• **TEXT EXCERPT**
Does Danny Glover Smoke Weed?

Danny Glover, not to be confused with Donald Glover, is an American actor and activist who is most notable for his roles in “Lethal Weapon” and “The Color Purple”. In addition to these larger roles, Glover had a number of supporting roles in several movies and TV series. Some of these performances earned him Emmy nominations for “Freedom Song”, “Fallen Angels”, “Lonesome Dove”, and “Mandela” in which he played Nelson Mandela. Before he began his acting career however, he worked on community development in the city administration, eventually making his transition into theater.

• **WHAT THIS EXERCISE ASKS**
[1] Answer these questions using the Danny Glover article:
(a) Which two roles is Danny Glover most notable for?
(b) In which performance did he play Nelson Mandela?
(c) What work did he do before his acting career began?
[2] Write the next part of the Danny Glover article, starting after its last sentence.

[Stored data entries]
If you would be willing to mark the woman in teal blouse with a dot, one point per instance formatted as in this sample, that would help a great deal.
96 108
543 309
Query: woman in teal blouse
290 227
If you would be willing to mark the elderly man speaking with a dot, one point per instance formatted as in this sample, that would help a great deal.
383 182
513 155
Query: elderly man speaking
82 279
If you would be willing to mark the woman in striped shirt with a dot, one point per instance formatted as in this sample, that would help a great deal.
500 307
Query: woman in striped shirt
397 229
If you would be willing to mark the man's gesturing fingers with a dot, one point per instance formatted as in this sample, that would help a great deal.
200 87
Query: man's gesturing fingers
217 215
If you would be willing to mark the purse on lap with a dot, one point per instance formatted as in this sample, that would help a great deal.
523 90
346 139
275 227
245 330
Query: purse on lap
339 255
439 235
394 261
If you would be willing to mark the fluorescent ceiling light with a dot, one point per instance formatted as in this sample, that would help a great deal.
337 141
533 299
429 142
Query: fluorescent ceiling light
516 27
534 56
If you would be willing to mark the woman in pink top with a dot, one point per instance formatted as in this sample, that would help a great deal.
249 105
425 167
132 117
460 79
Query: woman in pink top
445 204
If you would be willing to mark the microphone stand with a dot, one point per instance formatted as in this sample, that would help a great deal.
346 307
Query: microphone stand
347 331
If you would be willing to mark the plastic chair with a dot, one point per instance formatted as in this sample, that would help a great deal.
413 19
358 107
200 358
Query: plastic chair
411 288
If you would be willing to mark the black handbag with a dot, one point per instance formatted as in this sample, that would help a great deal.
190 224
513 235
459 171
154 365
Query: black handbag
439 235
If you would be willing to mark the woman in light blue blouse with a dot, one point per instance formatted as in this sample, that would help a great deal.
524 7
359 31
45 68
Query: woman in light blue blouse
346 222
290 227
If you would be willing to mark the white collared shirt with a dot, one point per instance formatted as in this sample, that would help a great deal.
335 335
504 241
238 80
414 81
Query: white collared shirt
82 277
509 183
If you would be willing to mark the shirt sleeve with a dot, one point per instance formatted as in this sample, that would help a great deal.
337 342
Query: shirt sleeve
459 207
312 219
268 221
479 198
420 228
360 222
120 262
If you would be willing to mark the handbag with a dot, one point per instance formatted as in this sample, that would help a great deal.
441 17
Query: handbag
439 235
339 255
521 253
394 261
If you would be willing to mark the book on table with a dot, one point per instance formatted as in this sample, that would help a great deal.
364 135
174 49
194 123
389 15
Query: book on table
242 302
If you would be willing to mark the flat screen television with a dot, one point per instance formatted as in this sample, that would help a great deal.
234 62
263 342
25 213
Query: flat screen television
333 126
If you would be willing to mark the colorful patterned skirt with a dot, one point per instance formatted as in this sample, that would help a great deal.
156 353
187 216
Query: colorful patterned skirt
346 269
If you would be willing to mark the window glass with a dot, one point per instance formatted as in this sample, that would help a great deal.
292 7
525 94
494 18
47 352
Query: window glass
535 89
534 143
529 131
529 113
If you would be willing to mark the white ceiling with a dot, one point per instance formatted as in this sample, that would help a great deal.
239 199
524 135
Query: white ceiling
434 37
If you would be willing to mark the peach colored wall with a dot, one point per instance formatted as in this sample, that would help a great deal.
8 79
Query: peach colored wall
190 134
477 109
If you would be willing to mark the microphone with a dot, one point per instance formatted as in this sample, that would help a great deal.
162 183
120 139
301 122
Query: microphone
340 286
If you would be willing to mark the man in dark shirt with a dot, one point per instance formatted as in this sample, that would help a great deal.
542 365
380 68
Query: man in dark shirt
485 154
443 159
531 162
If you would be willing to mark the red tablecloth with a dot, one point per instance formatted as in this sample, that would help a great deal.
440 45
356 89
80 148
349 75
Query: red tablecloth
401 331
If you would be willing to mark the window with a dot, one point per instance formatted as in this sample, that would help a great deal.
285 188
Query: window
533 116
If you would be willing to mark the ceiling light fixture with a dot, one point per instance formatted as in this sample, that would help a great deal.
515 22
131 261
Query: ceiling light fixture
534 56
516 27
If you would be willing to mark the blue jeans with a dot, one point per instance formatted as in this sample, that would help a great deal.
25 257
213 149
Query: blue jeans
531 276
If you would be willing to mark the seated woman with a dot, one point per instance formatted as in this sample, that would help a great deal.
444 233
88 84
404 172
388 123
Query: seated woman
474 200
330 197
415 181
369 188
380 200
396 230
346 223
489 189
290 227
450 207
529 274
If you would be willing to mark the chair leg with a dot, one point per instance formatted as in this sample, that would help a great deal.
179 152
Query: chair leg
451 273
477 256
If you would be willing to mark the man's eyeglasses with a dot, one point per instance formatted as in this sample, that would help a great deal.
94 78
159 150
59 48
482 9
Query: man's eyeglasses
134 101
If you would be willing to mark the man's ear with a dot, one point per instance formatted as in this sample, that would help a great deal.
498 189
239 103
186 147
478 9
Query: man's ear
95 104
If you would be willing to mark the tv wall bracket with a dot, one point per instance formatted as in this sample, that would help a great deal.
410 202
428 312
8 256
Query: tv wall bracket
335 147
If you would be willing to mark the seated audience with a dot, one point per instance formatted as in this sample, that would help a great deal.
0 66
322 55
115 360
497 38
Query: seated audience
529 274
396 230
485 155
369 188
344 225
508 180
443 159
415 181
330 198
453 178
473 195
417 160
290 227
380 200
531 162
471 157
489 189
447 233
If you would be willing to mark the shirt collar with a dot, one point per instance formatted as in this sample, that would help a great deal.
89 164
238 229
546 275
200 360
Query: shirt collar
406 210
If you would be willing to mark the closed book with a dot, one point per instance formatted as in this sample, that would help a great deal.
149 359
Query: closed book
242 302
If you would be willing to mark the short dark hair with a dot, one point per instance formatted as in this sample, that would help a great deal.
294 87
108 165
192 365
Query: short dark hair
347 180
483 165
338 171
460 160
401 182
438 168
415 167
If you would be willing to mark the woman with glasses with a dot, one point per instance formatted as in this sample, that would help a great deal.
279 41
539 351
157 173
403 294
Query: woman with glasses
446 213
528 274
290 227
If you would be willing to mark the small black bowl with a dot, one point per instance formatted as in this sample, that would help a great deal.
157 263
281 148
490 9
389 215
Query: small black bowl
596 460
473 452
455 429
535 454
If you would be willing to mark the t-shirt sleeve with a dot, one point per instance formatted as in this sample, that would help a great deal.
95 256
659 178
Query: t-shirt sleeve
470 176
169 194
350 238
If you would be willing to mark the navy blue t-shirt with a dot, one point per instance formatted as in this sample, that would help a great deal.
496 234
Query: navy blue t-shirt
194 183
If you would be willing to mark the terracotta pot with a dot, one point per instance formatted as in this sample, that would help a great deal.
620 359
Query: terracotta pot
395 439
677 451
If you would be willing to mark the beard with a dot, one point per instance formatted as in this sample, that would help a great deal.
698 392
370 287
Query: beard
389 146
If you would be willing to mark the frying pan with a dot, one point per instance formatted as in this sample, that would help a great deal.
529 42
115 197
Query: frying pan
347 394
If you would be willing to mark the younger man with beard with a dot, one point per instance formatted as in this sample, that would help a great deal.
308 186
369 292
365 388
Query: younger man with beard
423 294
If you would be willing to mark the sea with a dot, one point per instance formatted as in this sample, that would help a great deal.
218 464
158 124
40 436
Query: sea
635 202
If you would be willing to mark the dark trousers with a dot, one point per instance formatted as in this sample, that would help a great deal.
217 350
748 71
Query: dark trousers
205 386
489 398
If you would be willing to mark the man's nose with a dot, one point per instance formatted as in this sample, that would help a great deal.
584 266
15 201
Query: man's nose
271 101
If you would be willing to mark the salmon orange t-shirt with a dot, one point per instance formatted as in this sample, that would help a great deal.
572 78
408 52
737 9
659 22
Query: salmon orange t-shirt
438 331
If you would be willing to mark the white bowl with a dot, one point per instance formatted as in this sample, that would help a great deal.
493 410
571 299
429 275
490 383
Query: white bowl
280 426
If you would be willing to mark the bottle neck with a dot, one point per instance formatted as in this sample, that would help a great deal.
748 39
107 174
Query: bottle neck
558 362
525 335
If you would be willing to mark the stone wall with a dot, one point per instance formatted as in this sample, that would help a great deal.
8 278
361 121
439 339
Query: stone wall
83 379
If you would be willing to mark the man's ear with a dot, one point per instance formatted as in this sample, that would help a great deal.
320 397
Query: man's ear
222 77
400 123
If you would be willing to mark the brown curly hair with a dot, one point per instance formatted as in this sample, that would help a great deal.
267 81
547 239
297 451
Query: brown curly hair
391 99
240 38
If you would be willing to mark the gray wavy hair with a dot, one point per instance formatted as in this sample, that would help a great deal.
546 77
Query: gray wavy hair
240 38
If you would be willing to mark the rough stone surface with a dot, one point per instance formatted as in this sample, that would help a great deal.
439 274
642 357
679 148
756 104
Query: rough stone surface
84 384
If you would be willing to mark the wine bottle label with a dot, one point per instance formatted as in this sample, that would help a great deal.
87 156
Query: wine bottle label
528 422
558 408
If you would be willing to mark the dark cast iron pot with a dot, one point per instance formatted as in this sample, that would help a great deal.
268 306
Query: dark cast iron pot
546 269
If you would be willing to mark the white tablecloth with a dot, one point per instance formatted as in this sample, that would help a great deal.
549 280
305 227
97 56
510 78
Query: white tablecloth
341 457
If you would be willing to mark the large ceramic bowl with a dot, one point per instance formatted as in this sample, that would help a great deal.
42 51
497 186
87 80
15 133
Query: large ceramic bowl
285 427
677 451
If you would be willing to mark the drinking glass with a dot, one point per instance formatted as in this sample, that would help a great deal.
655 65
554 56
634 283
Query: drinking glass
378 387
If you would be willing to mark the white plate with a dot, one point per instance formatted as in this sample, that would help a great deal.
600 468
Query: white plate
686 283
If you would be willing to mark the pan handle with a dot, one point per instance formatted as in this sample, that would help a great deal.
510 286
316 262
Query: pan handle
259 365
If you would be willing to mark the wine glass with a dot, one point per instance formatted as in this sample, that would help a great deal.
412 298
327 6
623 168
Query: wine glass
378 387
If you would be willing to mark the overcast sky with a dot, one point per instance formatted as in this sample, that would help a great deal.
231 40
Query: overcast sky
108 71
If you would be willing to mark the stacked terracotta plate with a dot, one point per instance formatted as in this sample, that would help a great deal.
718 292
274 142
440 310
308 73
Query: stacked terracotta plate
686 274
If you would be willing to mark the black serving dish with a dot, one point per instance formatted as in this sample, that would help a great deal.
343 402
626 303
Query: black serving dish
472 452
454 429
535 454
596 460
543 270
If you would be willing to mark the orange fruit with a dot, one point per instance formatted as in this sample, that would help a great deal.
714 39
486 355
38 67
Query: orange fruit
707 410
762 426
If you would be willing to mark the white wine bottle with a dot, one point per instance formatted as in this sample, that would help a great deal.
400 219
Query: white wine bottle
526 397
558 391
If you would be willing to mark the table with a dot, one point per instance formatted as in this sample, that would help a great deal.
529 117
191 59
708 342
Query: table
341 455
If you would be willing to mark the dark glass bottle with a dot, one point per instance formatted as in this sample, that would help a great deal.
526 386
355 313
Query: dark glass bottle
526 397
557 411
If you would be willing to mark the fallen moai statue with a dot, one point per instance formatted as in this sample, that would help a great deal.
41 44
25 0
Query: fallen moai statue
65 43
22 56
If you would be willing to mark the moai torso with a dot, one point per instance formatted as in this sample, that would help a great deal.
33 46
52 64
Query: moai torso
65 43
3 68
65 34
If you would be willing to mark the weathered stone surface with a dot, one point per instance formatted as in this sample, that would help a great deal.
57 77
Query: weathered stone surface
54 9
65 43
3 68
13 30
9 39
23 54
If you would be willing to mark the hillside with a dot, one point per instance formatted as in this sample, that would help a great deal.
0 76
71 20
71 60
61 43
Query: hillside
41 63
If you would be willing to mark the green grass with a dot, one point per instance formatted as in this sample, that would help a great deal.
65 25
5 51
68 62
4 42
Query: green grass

• **RESPONSES BY TASK**
[1]
(a) His roles in "Lethal Weapon" and "The Color Purple."
(b) "Mandela."
(c) Community development in the city administration.

[2]
In addition to these many TV and film acting roles, Glover is very active in his community, frequently speaking out about issues that he cares about. One of the issues he’s very vocal about and committed to is the war on drugs and legalization of marijuana. This is a very personal issue for Glover, “I come from firsthand experience in my own family. Because I've had brothers that have been arrested for marijuana use." In 2010, Glover joined the “Artists for 64”, a coalition of artists who came together to support California’s Proposition 64, the Adult Use of Marijuana Act, a voter initiative for the November 2016 ballot that controls, regulates and taxes responsible adult use, sale, and cultivation of marijuana in California. He was joined by the likes of Olivia Wilde, Rosario Dawson, Jesse Williams, Sarah Silverman, and more. Glover expressed his complete support of Proposition 64, “ Prop. 64 creates a safe, legal system for use of marijuana… . If we truly care about radically reducing the number of people in our jails and prisons for nonviolent recreational use of marijuana; the consequential destabilization to families and communities; and, the crisis of prisoner re-entry into over-policed and economically neglected communities – Prop 64 is an opportunity to send a strong public policy message.”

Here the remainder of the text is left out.